Problem to work on: Repeat the following entries exactly, excluding pictures.

Records for processing:
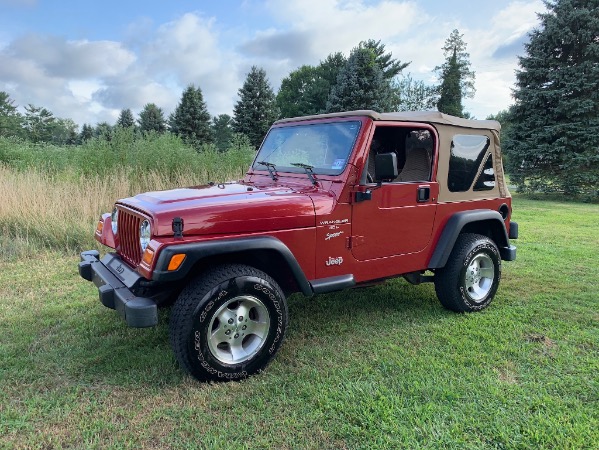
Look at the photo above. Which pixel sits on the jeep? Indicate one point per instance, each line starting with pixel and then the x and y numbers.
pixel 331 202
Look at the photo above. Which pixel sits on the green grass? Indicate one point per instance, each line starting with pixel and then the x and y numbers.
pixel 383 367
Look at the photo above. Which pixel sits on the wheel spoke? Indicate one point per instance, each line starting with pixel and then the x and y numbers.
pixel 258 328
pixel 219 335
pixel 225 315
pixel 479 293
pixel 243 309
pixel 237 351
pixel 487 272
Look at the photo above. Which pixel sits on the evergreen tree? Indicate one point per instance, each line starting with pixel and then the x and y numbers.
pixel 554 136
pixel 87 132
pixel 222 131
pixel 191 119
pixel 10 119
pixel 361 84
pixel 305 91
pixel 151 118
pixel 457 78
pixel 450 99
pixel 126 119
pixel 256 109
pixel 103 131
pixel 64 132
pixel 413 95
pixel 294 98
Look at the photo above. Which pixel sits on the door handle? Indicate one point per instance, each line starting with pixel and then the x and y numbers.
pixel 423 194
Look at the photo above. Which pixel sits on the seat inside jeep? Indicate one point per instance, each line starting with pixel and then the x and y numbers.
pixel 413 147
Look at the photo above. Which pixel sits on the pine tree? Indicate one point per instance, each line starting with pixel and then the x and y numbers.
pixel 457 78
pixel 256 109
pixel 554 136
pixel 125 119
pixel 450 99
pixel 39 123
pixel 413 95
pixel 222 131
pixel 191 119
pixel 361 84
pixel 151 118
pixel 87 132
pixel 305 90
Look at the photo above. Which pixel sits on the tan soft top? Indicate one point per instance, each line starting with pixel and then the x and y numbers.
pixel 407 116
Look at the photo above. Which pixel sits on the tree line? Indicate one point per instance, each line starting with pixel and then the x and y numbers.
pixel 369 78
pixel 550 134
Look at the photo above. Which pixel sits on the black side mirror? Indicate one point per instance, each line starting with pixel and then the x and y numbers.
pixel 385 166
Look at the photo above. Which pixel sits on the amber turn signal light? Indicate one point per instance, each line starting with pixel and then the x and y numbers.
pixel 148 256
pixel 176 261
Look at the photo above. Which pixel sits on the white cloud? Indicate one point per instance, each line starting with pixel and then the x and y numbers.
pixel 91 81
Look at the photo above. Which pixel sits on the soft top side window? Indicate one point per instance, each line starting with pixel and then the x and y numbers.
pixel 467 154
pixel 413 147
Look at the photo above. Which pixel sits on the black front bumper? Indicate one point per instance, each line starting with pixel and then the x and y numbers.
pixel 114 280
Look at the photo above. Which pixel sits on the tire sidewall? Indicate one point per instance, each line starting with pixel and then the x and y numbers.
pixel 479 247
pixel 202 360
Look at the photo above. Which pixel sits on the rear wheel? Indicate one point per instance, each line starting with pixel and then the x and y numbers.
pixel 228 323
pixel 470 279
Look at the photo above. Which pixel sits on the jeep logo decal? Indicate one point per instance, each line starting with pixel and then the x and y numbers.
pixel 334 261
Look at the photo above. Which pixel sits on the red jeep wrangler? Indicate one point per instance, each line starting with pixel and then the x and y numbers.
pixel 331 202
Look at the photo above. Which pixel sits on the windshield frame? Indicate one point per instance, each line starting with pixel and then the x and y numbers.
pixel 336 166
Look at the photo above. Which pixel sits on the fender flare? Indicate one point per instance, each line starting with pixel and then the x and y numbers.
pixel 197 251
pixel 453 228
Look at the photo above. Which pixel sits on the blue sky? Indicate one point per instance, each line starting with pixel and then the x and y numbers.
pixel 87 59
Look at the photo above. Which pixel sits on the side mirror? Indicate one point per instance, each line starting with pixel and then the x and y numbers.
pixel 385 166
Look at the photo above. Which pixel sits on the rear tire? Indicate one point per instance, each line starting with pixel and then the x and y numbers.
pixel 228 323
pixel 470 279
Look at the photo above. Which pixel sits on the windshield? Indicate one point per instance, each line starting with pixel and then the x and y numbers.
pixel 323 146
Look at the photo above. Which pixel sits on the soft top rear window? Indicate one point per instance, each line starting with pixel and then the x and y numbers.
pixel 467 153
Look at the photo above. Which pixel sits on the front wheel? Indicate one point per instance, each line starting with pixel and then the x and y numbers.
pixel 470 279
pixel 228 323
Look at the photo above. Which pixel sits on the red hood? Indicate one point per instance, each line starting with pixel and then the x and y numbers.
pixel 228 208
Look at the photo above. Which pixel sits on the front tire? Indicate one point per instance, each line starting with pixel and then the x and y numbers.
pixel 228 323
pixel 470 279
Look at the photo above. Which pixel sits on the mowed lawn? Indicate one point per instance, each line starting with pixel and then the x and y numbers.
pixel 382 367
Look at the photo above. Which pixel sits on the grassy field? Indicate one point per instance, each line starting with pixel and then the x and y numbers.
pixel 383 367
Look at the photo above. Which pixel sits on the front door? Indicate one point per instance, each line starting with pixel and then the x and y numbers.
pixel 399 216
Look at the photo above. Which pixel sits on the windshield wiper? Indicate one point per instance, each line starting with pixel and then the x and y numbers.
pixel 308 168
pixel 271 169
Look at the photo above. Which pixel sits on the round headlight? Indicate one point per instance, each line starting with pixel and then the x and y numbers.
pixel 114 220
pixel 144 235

Response to this task:
Look at the photo above. Which pixel sits on the jeep? Indicate one point per instance, each line starting with pixel and then the x and y numbers.
pixel 331 202
Look at the photo above. Which pixel sits on the green grass? Indicate one point per instance, each line starting with pixel and then the x and y numbers.
pixel 383 367
Look at the photo above. Which pixel sits on the wheel spoke? Indicate one point per instance, each line starting with pixel and then the x and y numbers.
pixel 258 328
pixel 219 335
pixel 225 315
pixel 479 293
pixel 243 309
pixel 237 351
pixel 487 272
Look at the photo above. Which pixel sits on the evergreen tree? Indicate one point per instance, each line starting with pixel and then the x and y numbers.
pixel 554 136
pixel 87 132
pixel 222 131
pixel 191 119
pixel 10 119
pixel 361 84
pixel 305 91
pixel 151 118
pixel 457 78
pixel 450 99
pixel 126 119
pixel 256 109
pixel 103 131
pixel 64 132
pixel 413 95
pixel 294 98
Look at the photo above. Which pixel sits on the door handle? Indicate one point per instance, each line starting with pixel and then the x and y numbers.
pixel 423 194
Look at the photo above. Which pixel sits on the seat inside jeep? Indicate one point per instance, each line starting with pixel and then the x and y numbers.
pixel 413 147
Look at the photo above. Which pixel sits on the pine tree? Indicate one point per instance, each line starting with pixel and then the x and y numbers.
pixel 457 78
pixel 256 109
pixel 554 136
pixel 125 119
pixel 450 99
pixel 39 123
pixel 413 95
pixel 222 131
pixel 191 119
pixel 361 84
pixel 151 118
pixel 87 132
pixel 305 90
Look at the photo above. Which pixel sits on the tan soft top? Indicate one point per instance, each line starting with pixel and then the x and y numbers.
pixel 407 116
Look at the photo above. Which pixel sits on the tree line? Indicate one point per instance, each line starting with pixel and then the x and y numbers.
pixel 369 78
pixel 550 134
Look at the photo above. Which pixel sits on the black side mirror? Indicate one point per instance, each line starting with pixel and then the x and y numbers.
pixel 385 166
Look at the photo above. Which pixel sits on the amber turn signal light? Indicate one point per instance, each line starting with pixel and then the x and y numbers.
pixel 148 256
pixel 176 261
Look at the photo above. Which pixel sits on the white cloud? Indicate one point per instance, each line starting with pixel and then the x and y numbers.
pixel 91 81
Look at the photo above. Which pixel sits on the soft top side window? Indicate one point per instance, each line starting with pixel and then the x and y numbers.
pixel 467 154
pixel 413 147
Look at the photo above. Which pixel sits on the black front bumper? Indicate one point per instance, each line starting with pixel and then the x and y numbers.
pixel 114 280
Look at the photo above. Which pixel sits on the tire sidewall? Indicate one point per instance, each line starting with pixel and then the x and y numbers.
pixel 479 247
pixel 202 360
Look at the photo above. Which pixel sits on the rear wheel? Indicate one point per instance, each line starting with pixel and then the x and y numbers.
pixel 228 323
pixel 470 279
Look at the photo above. Which pixel sits on the jeep logo decal? Indicate one point per instance, each line starting with pixel and then the x and y numbers.
pixel 334 261
Look at the photo above. Which pixel sits on the red jeep wrangler? Indicate one point per instance, each line starting with pixel and then the x and y numbers.
pixel 331 202
Look at the photo above. Which pixel sits on the windshield frame? Indicate one point per instance, each line starting with pixel and then the x and y numbers.
pixel 336 166
Look at the photo above. Which pixel sits on the fender flare? Indicate one point per instance, each line starting with pixel and then the x and y numbers.
pixel 197 251
pixel 453 228
Look at the photo above. Which pixel sits on the blue sky? Indicate one point per instance, each line starting with pixel and then the x and y numbers.
pixel 87 59
Look at the photo above. Which pixel sits on the side mirror? Indicate one point per instance, each line starting with pixel and then the x and y numbers.
pixel 385 166
Look at the photo above. Which pixel sits on the rear tire? Indicate one point per instance, each line starting with pixel and then the x and y numbers.
pixel 228 323
pixel 470 279
Look at the photo above. Which pixel sits on the windshield? Indicate one point per instance, each line starting with pixel and then the x and y numbers.
pixel 323 146
Look at the photo above. Which pixel sits on the soft top rear window? Indicate one point per instance, each line starting with pixel and then the x and y numbers.
pixel 467 153
Look at the photo above. Which pixel sits on the front wheel? Indicate one point per instance, each line starting with pixel and then the x and y numbers.
pixel 470 279
pixel 228 323
Look at the photo above. Which pixel sits on the red hood? Indicate one point per instance, each line starting with pixel and then the x and y numbers.
pixel 228 208
Look at the photo above. Which pixel sits on the front tire? Indicate one point per instance, each line starting with pixel and then the x and y numbers.
pixel 228 323
pixel 470 279
Look at the photo above. Which pixel sits on the mowed lawn? Indicate one point per instance, each line starting with pixel and then the x and y numbers.
pixel 382 367
Look at the photo above. Which pixel sits on the grassy field? Indicate one point per instance, each line starting with pixel and then the x and y numbers.
pixel 383 367
Look at the photo above. Which pixel sits on the front door? Indicate one point per instance, each line starting with pixel and then the x and y numbers.
pixel 399 216
Look at the photo above. Which pixel sits on the windshield wiper? Indicate one point per instance, each line starting with pixel and then the x and y numbers.
pixel 308 168
pixel 271 169
Look at the photo above. Which pixel sits on the round headlight? Indicate one point per instance, each line starting with pixel and then the x and y numbers.
pixel 114 220
pixel 144 235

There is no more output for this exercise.